*TASK DETAILS:* Write out the lines below exactly as they appear, leaving out the pictures.

[Data extracted from a collection]

--- Start ---

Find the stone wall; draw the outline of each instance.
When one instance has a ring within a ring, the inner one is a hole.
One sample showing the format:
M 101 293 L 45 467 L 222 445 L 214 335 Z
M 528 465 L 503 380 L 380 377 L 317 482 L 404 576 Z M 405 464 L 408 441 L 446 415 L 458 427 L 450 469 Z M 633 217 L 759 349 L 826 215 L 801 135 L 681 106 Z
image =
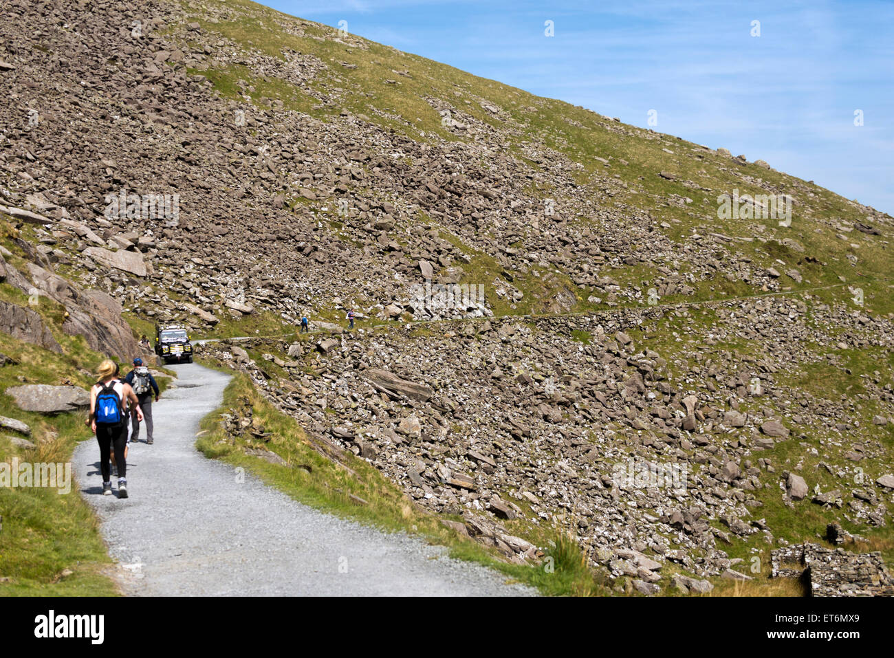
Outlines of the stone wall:
M 805 578 L 813 596 L 894 596 L 894 578 L 879 553 L 794 544 L 772 552 L 772 577 Z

--- End ---

*SOLVED PROBLEM:*
Find the stone wall; draw the outline of each instance.
When one instance has a ring within a ring, the inner one is a hole.
One sample showing the format:
M 101 293 L 45 467 L 222 445 L 214 335 Z
M 528 465 L 503 380 L 380 377 L 317 482 L 404 576 Z M 405 464 L 408 441 L 446 415 L 458 427 L 450 469 Z M 633 217 L 759 349 L 826 215 L 801 135 L 681 106 Z
image =
Outlines of the stone wall:
M 805 578 L 813 596 L 894 596 L 894 578 L 879 553 L 794 544 L 772 552 L 772 577 Z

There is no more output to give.